- **Brief 1**
Return the section of the cybersecurity frameworks passage that starts with "NIST is a non-regulatory" and goes on through "data, and capabilities.", copied word for word.

MITRE is a federally financed, non-profit cybersecurity research and development institution. ATT&CK became the standard for offensive and defensive researchers when MITRE began cataloguing common cyberattack tactics, methods, and procedures (TTPs) employed against Windows enterprise networks. The Common Vulnerabilities and Exposures (CVE) list was developed and trademarked by MITRE.

When malicious actors set up advanced persistent threats (APTs) within a corporate environment, MITRE Enterprise has 14 strategies. The 14 techniques that follow are then split down into specific activities:

  • Reconnaissance
  • Resource development
  • Initial access
  • Execution
  • Persistence
  • Privilege escalation
  • Defense evasion
  • Credential access
  • Discovery
  • Lateral movement
  • Collection
  • Command and control
  • Exfiltration
  • Impact

In response to the increasing use of mobile devices, MITRE created the Mobile matrix to help security staff better track emerging threats. The 14 MITRE mobile tactics, again divided into sub-categories, are:

  • Initial access
  • Execution
  • Persistent
  • Privilege escalation
  • Defense evasion
  • Credential access
  • Discovery
  • Lateral movement
  • Collection
  • Command and control
  • Exfiltration
  • Impact

National Cyber Security Centre (NCSC) Cyber Assessment Framework (CAF)

The National Cyber Security Centre (NCSC) of the United Kingdom was established in 2016 to bring together SMEs, enterprise companies, government agencies, the general public, and ministries to solve cybersecurity threats.

Its Cyber Advisory Framework (CAF) provides recommendations to UK Critical National Infrastructure (CNI), enterprises subject to the NIS Directive cyber regulation, and organisations managing cyber-related public safety concerns. CAF assists firms in developing a cyber resiliency programme by emphasising outcomes rather than checklists.

It has four primary objectives:

  • A: Managing security risk
  • B: Protecting against cyber attacks
  • C: Detecting cybersecurity events
  • D: Minimising the impact of cybersecurity incidents

It embeds 14 subparts within these four primary objectives, many aligned with other international standards. These subparts are:

  • A.1: Governance
  • A.2 Risk management
  • A.3: Asset management
  • A.4: Supply chain risk management
  • B.1: Service protection policies and processes
  • B.2: Identity and access control
  • B.3: Data security
  • B.4 System security
  • B.5: Resilient networks and systems
  • B.6: Staff awareness and training
  • C.1: Security monitoring
  • C.2: Practice security event discovery
  • D.1: Response and recovery planning
  • D.2: Lesson learned

National Institute of Technologies (NIST) Cybersecurity Framework (CSF)

NIST is a non-regulatory government agency in the United States that establishes standards in the physical sciences. NIST CSF was created with critical infrastructure owners and operators in mind, but it may now be utilised by any company. Many firms outside of the critical infrastructure industry employ the CSF, especially if they need to comply with other federal data protection regulations in the United States.

The CSF consists of three sections:

  • Framework Core
  • Implementation Tiers
  • Framework Profiles

The Framework Core consists of five functions with categories and subcategories embedded within them. The Framework Core Functions are:

  • Identify (ID): develop a cybersecurity risk management approach that identifies all systems, people, assets, data, and capabilities.
  • Protect (PR): Develop and implement safeguards to ensure critical services delivery
  • Detect (DE): Develop and implement activities that identity a cybersecurity event occurrence
  • Respond (RS):
  • Recover (RC)

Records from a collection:
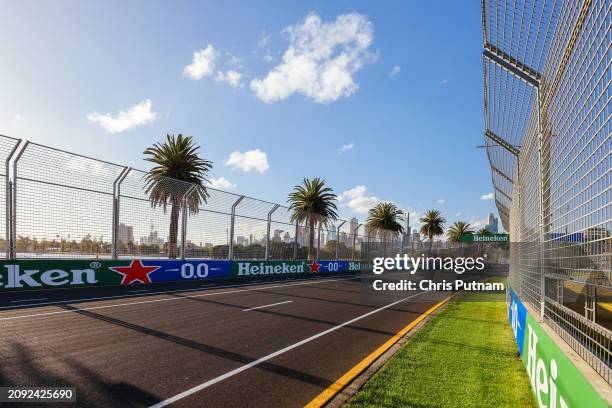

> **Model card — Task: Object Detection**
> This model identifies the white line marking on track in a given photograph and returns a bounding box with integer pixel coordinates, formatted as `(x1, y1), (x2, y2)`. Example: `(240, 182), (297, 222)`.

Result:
(150, 291), (429, 408)
(242, 300), (293, 312)
(0, 276), (355, 322)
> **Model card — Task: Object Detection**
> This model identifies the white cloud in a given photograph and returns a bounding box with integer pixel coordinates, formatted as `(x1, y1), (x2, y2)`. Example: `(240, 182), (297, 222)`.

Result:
(251, 13), (374, 103)
(336, 143), (353, 154)
(66, 156), (108, 176)
(264, 52), (276, 63)
(208, 177), (236, 190)
(87, 99), (157, 133)
(257, 31), (270, 47)
(469, 216), (487, 230)
(183, 44), (218, 80)
(389, 65), (402, 76)
(227, 52), (242, 67)
(338, 185), (381, 214)
(215, 69), (243, 87)
(224, 149), (270, 173)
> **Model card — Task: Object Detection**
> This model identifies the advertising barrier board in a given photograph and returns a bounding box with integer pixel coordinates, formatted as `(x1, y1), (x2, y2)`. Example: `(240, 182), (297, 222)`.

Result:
(507, 288), (608, 408)
(0, 259), (360, 292)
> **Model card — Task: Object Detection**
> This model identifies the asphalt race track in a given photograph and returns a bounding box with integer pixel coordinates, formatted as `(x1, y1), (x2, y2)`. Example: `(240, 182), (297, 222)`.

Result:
(0, 275), (442, 407)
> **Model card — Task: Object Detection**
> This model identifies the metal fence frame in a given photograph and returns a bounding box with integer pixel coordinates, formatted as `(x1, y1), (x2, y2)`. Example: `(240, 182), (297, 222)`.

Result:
(0, 135), (410, 260)
(481, 0), (612, 383)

- **Brief 2**
Retype the rows word for word, from their beginning through the line that contains "(0, 276), (355, 322)". Leave the pictures out.

- **Final answer 1**
NIST is a non-regulatory government agency in the United States that establishes standards in the physical sciences. NIST CSF was created with critical infrastructure owners and operators in mind, but it may now be utilised by any company. Many firms outside of the critical infrastructure industry employ the CSF, especially if they need to comply with other federal data protection regulations in the United States.

The CSF consists of three sections:

  • Framework Core
  • Implementation Tiers
  • Framework Profiles

The Framework Core consists of five functions with categories and subcategories embedded within them. The Framework Core Functions are:

  • Identify (ID): develop a cybersecurity risk management approach that identifies all systems, people, assets, data, and capabilities.

- **Final answer 2**
> **Model card — Task: Object Detection**
> This model identifies the white line marking on track in a given photograph and returns a bounding box with integer pixel coordinates, formatted as `(x1, y1), (x2, y2)`. Example: `(240, 182), (297, 222)`.

Result:
(150, 291), (429, 408)
(242, 300), (293, 312)
(0, 276), (355, 322)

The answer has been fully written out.